Таким образом, согласно Карееву, Западная и Восточная Европа имели общие источники цивилизации - наследие античности и христианство. Но на Западе в результате давления нового элемента - германского - была ограничена деспотия, иной характер получило христианство - более практическое отношение к государству; формируется своеобразная средневековая культура двух начал, римского и германского, с ограничением роли государства и особой ролью церкви (папства). В этом своеобразном строе Запада был залог некой свободы, ибо государство не могло сделаться всемогущим, а власть в нем не могла быть абсолютной. Ни один элемент системы не получил преобладания и возможности нивелировать личность [19, с. 10-11]. Победа одного из элементов - государственной власти или католической церкви - привела бы Европу к застою. Феномен средневекового Запада был в том, что он характеризовался резким дуализмом - светской и церковной власти [19, с. 73]. В результате, утверждал Кареев, западная цивилизация становится более космополитичной, способной к распространению, после того как стала свободной от своей исключительности [19, с. 72]. Историческое развитие личности подняло Запад на ту культурную высоту, на какой дотоле никто еще не стоял [20, с. 373].
Исходя из данных теоретических предпосылок Н.И. Кареев строил свою философию истории и место и роль в ней Западной Европы, Польши как части, стоящей на стыке Запада и Востока Европы.
Приобщение к европейской средневековой культуре было мыслимо, считал Кареев, лишь в форме принятия христианства, которое отличалось нетерпимостью к инаковерию. Тогда, отмечает Кареев, вероисповеднические различия выдвигались на первый план: и нашим предкам, например, западная культура казалась порождением проклятого «латинства», а поэтому принципиально ими отвергалась [20, с. 324]. Вероисповедная рознь, образовавшаяся между Востоком и Западом, в эпоху основания и крещения Руси сильно мешала последней войти в более тесные культурные связи со своими западными соседями [20, с. 330].
Оценки Ю.Ф. Самариным западноевропейского цивилизационного выбора поляков в форме католичества, исторически взаимосвязанного прошлого Польши и России являются классическими для российских славянофильских подходов в широком смысле этого понятия. Самарин объяснял, что под польским вопросом следует понимать не только поляков как народ, государство, но и понятие полонизма как просветительское начало, или вернее - вооруженная пропаганда латинства [21, с. 325]. Конкретизируя исторически свое столь широкое определение полонизма, польского вопроса, Самарин утверждал, что Польша - это острый клин, вогнутый латинством в самую сердцевину славянского мира с целью расколоть его в щепы [21, с. 333]. По мнению Самарина, вражда России и Польши заключается в том, что обе стороны имеют совершенно различные идеалы - религиозного и политического характера [21, с. 343]. Таким же образом интерпретировал историю Польши и её влияние на русские земли и М.О. Коялович. Мы видим, что идеолог славянофильства тесно связывал польский вопрос, Польшу с проблемой католичества и западного влияния на Россию.

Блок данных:
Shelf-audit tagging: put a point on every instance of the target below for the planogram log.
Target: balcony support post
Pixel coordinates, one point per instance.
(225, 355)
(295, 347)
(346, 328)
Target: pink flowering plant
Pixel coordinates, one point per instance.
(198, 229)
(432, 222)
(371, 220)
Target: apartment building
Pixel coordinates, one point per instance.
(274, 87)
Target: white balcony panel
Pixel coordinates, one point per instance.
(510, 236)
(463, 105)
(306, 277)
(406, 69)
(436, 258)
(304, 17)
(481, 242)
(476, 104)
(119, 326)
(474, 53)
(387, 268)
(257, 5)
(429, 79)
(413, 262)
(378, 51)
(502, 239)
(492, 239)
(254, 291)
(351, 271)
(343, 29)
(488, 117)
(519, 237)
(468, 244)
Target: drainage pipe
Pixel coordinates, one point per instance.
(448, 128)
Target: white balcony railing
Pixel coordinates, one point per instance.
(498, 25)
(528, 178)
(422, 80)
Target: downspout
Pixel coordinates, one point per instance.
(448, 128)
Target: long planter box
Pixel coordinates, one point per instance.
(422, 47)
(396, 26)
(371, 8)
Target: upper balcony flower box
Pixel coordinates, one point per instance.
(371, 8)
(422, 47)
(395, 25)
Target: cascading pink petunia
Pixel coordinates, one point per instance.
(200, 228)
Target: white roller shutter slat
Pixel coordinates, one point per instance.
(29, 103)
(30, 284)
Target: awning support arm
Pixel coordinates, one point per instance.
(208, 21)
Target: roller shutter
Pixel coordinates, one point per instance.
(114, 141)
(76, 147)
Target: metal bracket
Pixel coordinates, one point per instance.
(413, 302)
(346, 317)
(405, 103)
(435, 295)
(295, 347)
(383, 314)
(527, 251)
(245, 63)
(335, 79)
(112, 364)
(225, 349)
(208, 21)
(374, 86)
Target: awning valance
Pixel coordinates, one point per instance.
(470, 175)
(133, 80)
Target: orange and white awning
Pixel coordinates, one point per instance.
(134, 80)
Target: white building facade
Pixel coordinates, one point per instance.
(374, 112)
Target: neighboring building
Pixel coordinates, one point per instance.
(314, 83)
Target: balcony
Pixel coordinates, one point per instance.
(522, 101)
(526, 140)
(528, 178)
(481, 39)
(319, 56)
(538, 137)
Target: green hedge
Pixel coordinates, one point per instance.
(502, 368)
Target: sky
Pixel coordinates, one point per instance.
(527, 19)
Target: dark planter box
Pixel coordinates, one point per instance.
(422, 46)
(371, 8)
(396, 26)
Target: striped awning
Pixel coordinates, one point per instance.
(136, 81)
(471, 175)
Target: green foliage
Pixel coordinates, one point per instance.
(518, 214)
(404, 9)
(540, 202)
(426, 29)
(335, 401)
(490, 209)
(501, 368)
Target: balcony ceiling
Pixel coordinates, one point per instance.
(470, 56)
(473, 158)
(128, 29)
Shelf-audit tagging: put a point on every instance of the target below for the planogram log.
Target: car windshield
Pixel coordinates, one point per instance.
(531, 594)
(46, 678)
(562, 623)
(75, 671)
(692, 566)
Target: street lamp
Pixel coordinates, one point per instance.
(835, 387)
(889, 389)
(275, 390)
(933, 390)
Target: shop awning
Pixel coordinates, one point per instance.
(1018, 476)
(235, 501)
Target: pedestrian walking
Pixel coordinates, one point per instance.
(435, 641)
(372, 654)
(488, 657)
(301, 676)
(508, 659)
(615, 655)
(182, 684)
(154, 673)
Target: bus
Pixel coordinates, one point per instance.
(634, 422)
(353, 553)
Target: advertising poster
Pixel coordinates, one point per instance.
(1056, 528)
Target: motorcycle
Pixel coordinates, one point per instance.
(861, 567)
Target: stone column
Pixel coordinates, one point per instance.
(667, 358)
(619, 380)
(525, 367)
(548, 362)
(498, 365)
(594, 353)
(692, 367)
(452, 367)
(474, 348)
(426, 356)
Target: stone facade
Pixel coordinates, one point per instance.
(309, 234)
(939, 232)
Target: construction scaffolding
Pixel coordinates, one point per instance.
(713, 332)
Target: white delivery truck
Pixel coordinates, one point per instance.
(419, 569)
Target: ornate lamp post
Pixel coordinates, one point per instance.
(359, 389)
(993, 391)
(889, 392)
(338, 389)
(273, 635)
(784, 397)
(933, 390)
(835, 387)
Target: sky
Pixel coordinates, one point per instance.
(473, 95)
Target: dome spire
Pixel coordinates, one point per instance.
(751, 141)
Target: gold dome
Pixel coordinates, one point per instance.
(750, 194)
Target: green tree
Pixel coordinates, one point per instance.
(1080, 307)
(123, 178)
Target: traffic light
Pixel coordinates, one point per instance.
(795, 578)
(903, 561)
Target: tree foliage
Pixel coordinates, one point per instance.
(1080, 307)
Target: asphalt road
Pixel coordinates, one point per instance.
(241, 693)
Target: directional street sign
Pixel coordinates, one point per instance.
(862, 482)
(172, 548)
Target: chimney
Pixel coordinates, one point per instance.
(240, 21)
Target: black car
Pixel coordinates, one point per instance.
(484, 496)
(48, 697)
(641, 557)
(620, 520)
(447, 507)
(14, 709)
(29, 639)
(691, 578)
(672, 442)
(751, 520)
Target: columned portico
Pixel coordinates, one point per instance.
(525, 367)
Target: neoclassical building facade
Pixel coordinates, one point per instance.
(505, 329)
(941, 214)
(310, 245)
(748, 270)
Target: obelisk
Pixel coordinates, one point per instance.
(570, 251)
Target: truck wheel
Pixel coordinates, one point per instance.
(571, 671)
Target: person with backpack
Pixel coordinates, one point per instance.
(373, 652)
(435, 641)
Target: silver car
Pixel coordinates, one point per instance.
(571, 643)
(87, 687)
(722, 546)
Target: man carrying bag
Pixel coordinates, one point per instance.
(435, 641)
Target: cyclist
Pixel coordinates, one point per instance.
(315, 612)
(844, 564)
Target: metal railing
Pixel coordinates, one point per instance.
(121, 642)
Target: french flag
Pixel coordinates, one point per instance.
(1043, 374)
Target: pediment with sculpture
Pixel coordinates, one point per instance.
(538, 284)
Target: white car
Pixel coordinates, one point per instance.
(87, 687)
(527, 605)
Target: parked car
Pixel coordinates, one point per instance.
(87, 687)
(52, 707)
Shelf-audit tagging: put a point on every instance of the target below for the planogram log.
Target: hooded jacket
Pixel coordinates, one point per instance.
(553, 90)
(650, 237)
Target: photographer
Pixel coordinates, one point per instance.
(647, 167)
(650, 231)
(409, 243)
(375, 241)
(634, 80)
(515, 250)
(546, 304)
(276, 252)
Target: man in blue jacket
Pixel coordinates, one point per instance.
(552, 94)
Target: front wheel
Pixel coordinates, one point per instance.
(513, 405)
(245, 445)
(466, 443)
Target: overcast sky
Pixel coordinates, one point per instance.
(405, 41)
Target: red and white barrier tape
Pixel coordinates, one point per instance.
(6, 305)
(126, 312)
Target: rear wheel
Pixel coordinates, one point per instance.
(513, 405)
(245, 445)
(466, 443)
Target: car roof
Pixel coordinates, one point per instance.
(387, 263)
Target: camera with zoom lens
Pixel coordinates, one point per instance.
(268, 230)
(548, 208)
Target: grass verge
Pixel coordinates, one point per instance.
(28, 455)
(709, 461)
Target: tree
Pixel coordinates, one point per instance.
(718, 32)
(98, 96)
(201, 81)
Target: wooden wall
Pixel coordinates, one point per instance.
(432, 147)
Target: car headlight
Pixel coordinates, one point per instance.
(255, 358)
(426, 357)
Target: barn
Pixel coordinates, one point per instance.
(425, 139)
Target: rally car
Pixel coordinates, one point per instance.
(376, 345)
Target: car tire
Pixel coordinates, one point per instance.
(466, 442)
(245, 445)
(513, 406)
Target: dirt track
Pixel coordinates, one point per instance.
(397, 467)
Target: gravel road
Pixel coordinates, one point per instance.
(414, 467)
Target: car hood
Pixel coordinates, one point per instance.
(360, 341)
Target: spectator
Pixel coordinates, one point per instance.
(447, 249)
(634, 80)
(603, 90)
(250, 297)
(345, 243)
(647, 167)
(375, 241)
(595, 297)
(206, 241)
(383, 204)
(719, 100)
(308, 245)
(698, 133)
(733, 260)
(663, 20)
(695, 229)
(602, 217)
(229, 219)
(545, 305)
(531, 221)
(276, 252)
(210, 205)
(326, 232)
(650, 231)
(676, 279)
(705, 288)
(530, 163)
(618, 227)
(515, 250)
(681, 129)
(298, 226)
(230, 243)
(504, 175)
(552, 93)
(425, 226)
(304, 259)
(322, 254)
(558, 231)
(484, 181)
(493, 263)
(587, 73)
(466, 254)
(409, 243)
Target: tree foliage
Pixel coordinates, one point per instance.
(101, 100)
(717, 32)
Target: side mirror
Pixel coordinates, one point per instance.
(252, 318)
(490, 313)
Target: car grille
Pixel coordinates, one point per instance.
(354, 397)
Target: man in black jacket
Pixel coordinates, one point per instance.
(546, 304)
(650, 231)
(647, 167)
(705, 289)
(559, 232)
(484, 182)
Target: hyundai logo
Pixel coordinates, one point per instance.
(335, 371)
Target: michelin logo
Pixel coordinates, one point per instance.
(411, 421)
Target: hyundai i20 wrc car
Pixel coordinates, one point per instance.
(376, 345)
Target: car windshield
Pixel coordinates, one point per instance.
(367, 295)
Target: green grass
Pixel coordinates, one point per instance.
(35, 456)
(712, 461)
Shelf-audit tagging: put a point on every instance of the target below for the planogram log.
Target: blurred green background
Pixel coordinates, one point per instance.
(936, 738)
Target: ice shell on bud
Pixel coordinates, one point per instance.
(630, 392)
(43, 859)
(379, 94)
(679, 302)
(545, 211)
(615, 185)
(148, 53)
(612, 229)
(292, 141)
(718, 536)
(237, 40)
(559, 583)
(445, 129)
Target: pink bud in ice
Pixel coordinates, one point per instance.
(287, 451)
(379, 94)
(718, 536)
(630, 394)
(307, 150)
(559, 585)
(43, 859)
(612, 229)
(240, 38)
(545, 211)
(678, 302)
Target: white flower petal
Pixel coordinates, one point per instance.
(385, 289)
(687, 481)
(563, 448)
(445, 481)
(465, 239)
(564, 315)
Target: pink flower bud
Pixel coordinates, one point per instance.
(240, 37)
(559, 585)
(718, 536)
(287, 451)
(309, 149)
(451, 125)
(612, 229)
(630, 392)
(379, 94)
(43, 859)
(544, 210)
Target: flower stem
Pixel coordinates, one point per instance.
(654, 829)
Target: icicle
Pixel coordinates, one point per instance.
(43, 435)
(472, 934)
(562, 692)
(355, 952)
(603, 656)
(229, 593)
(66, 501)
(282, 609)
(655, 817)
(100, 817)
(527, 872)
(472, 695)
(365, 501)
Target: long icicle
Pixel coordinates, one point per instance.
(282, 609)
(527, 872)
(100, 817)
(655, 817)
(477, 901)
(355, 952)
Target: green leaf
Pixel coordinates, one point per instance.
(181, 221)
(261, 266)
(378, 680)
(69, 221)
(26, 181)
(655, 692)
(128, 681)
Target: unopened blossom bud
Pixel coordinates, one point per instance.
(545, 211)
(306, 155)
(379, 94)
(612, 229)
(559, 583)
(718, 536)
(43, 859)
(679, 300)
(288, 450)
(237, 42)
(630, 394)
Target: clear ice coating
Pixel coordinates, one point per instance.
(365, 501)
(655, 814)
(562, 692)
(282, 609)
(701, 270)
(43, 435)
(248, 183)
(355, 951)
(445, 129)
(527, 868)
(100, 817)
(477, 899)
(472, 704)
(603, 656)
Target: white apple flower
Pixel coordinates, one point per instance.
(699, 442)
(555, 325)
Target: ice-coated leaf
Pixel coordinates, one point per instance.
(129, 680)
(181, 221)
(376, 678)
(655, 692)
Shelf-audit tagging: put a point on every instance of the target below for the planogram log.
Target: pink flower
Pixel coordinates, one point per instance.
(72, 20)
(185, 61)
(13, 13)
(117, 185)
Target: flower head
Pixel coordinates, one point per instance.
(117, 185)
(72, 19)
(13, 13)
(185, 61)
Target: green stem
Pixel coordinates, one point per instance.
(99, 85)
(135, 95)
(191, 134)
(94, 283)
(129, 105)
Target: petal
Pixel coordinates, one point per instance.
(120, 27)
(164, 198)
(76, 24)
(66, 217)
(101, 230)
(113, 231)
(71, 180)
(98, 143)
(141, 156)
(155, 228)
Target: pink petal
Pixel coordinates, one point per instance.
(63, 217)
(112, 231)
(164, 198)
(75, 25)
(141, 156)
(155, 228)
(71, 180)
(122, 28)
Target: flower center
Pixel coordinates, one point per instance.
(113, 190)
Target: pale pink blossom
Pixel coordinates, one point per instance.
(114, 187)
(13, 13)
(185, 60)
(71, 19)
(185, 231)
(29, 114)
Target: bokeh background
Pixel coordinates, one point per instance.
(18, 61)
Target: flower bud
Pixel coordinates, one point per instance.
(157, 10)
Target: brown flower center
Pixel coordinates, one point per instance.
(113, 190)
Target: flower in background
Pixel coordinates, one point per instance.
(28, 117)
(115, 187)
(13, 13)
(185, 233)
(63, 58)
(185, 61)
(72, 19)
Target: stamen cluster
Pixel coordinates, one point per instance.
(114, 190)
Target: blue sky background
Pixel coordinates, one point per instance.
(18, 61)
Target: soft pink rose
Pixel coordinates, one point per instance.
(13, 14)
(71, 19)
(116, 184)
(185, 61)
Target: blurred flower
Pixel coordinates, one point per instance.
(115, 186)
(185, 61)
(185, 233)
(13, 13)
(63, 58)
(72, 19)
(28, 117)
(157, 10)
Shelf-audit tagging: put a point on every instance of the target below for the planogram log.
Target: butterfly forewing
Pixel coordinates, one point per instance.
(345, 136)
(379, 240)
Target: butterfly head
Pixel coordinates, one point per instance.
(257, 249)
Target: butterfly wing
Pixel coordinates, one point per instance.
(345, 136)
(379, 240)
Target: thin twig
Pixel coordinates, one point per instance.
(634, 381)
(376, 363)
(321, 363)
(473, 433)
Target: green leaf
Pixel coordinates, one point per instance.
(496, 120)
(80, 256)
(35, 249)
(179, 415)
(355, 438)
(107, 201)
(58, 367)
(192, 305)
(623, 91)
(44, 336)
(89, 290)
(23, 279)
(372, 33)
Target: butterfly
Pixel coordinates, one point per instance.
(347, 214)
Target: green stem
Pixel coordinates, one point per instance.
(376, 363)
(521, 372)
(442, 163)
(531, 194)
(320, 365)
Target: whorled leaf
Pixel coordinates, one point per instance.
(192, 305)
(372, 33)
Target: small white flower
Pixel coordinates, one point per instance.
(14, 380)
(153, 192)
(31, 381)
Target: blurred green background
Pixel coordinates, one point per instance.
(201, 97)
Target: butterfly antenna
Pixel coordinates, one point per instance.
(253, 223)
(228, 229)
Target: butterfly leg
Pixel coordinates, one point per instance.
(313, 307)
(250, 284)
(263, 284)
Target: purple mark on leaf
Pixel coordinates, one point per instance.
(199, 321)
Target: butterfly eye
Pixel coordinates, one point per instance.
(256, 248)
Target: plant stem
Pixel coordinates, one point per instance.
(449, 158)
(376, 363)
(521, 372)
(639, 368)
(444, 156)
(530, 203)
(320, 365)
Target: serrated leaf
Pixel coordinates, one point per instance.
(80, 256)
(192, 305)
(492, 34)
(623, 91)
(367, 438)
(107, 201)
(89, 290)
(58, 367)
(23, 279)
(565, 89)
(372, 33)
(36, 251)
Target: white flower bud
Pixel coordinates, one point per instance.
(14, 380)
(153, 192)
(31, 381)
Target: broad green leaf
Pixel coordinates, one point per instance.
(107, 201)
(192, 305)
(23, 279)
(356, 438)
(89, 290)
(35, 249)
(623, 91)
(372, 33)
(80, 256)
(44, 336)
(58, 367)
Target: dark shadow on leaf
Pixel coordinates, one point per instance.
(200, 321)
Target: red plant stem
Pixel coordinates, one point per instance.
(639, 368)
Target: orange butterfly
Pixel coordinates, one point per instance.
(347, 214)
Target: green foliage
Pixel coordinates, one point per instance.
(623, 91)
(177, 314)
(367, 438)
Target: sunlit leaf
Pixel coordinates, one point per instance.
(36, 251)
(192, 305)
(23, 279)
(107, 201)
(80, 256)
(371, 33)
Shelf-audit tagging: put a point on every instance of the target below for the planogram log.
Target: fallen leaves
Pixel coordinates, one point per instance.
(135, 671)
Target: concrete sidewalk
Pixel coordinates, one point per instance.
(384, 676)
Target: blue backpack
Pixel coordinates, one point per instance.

Задание: Напишите продолжение текста о взглядах Кареева и Самарина на Запад и Польшу, начав сразу после его последнего предложения. Эти записи взяты из другого источника.

Письменный ответ:
Консервативная историография исходила из славянофильского тезиса об извечной борьбе католичества и православия, о невозможности принятия славянскими народами как протестантизма - поляками, так и русскими - католичества, даже в форме униатства.
М.О. Коялович подчёркивал, что церковная уния имела давние прочные исторические задатки - в борьбе двух цивилизаций [16, с. 241]. Историк рассматривал церковную унию как результат этой постоянной борьбы, когда в конце XVI в. Польша, разложив высшее сословие русского общества, как церковную иерархию, так и дворянство, наконец, добилась своего.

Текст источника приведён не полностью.